Dataset records:
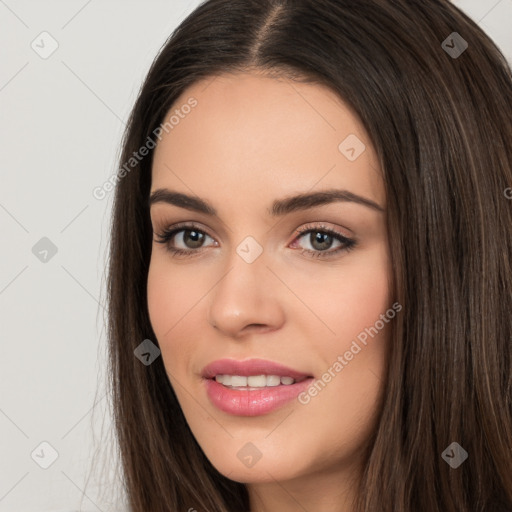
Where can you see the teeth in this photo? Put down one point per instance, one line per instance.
(253, 381)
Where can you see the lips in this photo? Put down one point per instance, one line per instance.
(250, 367)
(251, 401)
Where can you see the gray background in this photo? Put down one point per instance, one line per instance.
(60, 127)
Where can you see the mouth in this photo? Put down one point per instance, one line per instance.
(255, 382)
(252, 373)
(252, 387)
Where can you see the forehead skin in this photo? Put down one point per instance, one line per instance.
(250, 132)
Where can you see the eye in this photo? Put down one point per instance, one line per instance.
(321, 238)
(192, 238)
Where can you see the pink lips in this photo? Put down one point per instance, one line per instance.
(246, 402)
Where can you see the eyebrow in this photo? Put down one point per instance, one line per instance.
(280, 207)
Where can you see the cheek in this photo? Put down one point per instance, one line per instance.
(171, 299)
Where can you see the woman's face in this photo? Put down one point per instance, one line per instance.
(247, 285)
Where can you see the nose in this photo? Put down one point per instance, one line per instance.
(245, 300)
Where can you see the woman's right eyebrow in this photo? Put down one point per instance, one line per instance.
(280, 207)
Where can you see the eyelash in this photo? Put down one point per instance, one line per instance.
(348, 243)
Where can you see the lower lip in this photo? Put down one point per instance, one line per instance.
(254, 402)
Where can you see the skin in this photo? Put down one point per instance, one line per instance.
(250, 140)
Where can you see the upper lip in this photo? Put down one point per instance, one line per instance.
(250, 367)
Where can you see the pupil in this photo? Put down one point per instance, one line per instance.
(322, 238)
(197, 238)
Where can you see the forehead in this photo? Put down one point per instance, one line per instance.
(254, 135)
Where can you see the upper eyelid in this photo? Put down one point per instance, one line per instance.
(308, 226)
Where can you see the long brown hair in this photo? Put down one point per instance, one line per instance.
(439, 114)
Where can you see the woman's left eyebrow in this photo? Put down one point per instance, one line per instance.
(280, 207)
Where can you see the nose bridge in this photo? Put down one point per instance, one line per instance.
(243, 296)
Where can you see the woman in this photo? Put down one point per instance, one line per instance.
(310, 273)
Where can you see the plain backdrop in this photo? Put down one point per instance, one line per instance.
(62, 117)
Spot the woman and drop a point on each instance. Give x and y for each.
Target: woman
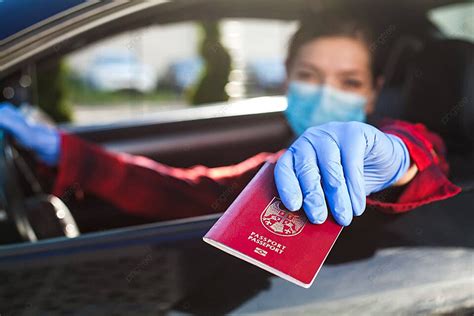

• Your task: Copy every entry exactly; drop the pictures.

• Exercise output:
Where can you see the teeth in this photo? Put down one point per instance, one line per instance.
(253, 381)
Where can you see the lips in this photo? Put down one point per instance, one line per instance.
(250, 367)
(251, 401)
Where can you see the gray background in this photo? Put down one point per instance, one line per instance.
(60, 127)
Where can you see the mouth in this photo? Put down one point per instance, one line per instance.
(255, 382)
(252, 373)
(252, 387)
Where can you see the forehead skin in this photo? Put down one point per instance, one line per instance.
(250, 132)
Where can you see the eye in this photo? Put down one point per instance, one line per instance.
(321, 238)
(192, 238)
Where can you see the pink lips in this photo? Put down one point per instance, one line per instance.
(246, 402)
Where can you see the eyebrow in this photo? Put down one point per instance, one line per instance.
(280, 207)
Where can you see the cheek in this photo? Put down one point per instance, one line per instance.
(171, 299)
Where can you see the woman's face in this photo? Put down one point per instance, one line per instance.
(247, 285)
Where can you see the nose in this photo? Put down one point per instance, one line per instance.
(245, 300)
Where can you see the woman's right eyebrow in this photo? Put down one point per instance, one line per instance.
(280, 207)
Where can you see the eyelash in this photo? Put down one point per instance, one line per instance.
(348, 243)
Where can you see the lower lip in this photo? Put down one point per instance, one line per instance.
(254, 402)
Where can you see the skin in this photo? Put down one point per instance, one line per instance.
(250, 140)
Where can you see the upper lip in this photo? Put down one point per instance, one line per instance.
(250, 367)
Where can you see the pupil in this photo? Put down one point per instance, one line per instance.
(322, 238)
(197, 238)
Where can you see the forehead in this photo? Put down one point per instance, one line per instance.
(254, 135)
Where can you see the upper eyelid in this photo? Put down one point per instance, one line per instance.
(308, 226)
Where can you see the long brown hair in this photo? Put down one point per instance, one line per instance.
(439, 114)
Where can you see the woman's left eyebrow in this photo? Put down one point per instance, one line per instance.
(280, 207)
Where can you see the nose bridge in this photo? Put down one point per instance, one line per instance.
(243, 296)
Where can you see the woman in this photo? Put down one point per instance, one line per instance.
(310, 273)
Where can you see the plain backdrop in this photo? Put down one point per instance, one line per instance.
(62, 117)
Spot the woman and drop a point on each instance. Give x and y for each.
Target: woman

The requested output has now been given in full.